» **TASK STATEMENT**: Starting at the line that contains "95, row 262." and ending at the line that contains "column 134, row 136", repeat only those lines of the records, swapping "Target" for "Query" and leaving everything else unchanged.
--- START OF RECORDS ---
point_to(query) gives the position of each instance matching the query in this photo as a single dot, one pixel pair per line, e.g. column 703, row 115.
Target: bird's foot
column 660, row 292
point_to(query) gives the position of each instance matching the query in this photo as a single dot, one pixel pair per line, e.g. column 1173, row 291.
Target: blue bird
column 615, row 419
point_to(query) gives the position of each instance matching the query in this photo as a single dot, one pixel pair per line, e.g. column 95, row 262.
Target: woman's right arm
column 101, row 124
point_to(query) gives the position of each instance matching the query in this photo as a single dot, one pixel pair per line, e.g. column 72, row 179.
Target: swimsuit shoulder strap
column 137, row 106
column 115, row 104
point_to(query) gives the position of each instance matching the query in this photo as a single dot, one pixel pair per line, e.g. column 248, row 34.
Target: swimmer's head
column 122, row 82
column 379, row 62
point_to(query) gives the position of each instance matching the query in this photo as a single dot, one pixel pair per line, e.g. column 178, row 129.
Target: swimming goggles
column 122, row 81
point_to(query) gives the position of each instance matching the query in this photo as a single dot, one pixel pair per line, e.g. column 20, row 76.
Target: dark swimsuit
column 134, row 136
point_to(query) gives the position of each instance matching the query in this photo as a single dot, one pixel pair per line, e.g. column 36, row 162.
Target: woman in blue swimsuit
--- END OF RECORDS ---
» **EXERCISE RESPONSE**:
point_to(query) gives the position of each instance matching the query in this photo as a single dot, one pixel pair per line, e.g. column 95, row 262.
Query: woman's right arm
column 101, row 124
point_to(query) gives the position of each instance matching the query in this photo as a single dot, one pixel pair per line, e.g. column 72, row 179.
Query: swimsuit shoulder strap
column 137, row 106
column 115, row 104
point_to(query) gives the position of each instance matching the query in this photo as a single dot, one pixel pair per line, e.g. column 248, row 34.
Query: swimmer's head
column 122, row 82
column 379, row 62
point_to(query) gives the position of each instance matching the query in this photo as a single dot, one pixel pair per line, e.g. column 178, row 129.
Query: swimming goggles
column 122, row 81
point_to(query) gives the position of each instance matching the query in this photo as a single dot, one pixel pair per line, e.g. column 20, row 76.
Query: dark swimsuit
column 134, row 136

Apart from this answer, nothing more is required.